§ **Task to carry out**: Copy out the material below, substituting "one point for each instance" for each occurrence of "one marker per instance" and leaving everything else unchanged.

Pointing entries for labeled objects
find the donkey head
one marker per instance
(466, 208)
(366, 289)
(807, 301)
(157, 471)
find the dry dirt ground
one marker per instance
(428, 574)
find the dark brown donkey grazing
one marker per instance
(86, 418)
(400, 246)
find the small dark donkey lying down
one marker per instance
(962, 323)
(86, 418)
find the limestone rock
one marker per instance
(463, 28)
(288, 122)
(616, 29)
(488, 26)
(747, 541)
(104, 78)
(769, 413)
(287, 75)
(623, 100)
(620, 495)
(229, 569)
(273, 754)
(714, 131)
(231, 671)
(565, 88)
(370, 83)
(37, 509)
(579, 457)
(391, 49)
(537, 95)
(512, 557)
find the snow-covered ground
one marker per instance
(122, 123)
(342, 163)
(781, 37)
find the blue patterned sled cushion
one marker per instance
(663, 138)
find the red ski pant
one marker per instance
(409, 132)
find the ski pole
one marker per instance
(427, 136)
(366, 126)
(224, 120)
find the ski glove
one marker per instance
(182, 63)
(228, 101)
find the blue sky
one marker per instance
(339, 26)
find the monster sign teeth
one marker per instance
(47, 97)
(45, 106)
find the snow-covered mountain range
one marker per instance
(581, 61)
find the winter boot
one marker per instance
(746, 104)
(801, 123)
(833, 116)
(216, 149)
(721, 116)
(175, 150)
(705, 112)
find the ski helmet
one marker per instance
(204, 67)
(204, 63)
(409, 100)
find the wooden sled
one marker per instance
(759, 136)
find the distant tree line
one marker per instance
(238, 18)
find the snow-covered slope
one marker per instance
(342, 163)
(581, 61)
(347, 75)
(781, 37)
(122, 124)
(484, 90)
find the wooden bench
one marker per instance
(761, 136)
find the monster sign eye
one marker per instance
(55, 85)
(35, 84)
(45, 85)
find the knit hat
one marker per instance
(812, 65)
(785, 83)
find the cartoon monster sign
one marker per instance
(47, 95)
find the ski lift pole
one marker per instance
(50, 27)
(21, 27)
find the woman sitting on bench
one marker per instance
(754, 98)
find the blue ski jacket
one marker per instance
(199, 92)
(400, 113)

§ **Worked solution**:
find the donkey head
one point for each instance
(466, 208)
(366, 289)
(807, 301)
(157, 471)
find the dry dirt ground
one point for each instance
(428, 574)
find the dark brown donkey grazing
one point for each instance
(86, 418)
(400, 246)
find the small dark donkey lying down
one point for each instance
(962, 323)
(86, 418)
find the limestone rock
one point for each instance
(463, 28)
(288, 122)
(616, 29)
(488, 26)
(747, 541)
(104, 78)
(769, 413)
(287, 75)
(623, 100)
(620, 495)
(229, 569)
(273, 754)
(714, 131)
(231, 671)
(565, 88)
(370, 83)
(37, 509)
(579, 457)
(391, 49)
(537, 95)
(512, 557)
find the snow-covered ground
one point for each instance
(122, 123)
(342, 163)
(781, 37)
find the blue patterned sled cushion
one point for each instance
(663, 138)
find the red ski pant
one point for each instance
(409, 132)
find the ski pole
one point for each instance
(427, 136)
(366, 126)
(224, 120)
find the ski glove
one point for each instance
(182, 63)
(228, 101)
find the blue sky
one point for each instance
(339, 26)
find the monster sign teeth
one point for each instance
(47, 97)
(45, 106)
find the snow-covered mountain range
one point for each instance
(581, 61)
find the winter boot
one point for each instance
(746, 104)
(801, 123)
(833, 116)
(216, 149)
(721, 116)
(175, 150)
(705, 112)
find the ski helmet
one point for each instance
(204, 67)
(204, 63)
(409, 100)
find the wooden sled
one point for each instance
(759, 136)
find the distant tree line
one point for each instance
(238, 18)
find the snow-covered slope
one point for each instance
(342, 163)
(581, 61)
(347, 75)
(781, 37)
(122, 124)
(484, 90)
find the wooden bench
one point for each instance
(761, 136)
find the monster sign eye
one point for each instance
(55, 85)
(35, 84)
(45, 85)
find the knit hat
one point for each instance
(812, 65)
(785, 83)
find the cartoon monster sign
one point for each instance
(47, 95)
find the ski lift pole
one point for each instance
(50, 27)
(21, 27)
find the woman sitting on bench
one point for each instance
(754, 98)
find the blue ski jacket
one point for each instance
(199, 92)
(400, 113)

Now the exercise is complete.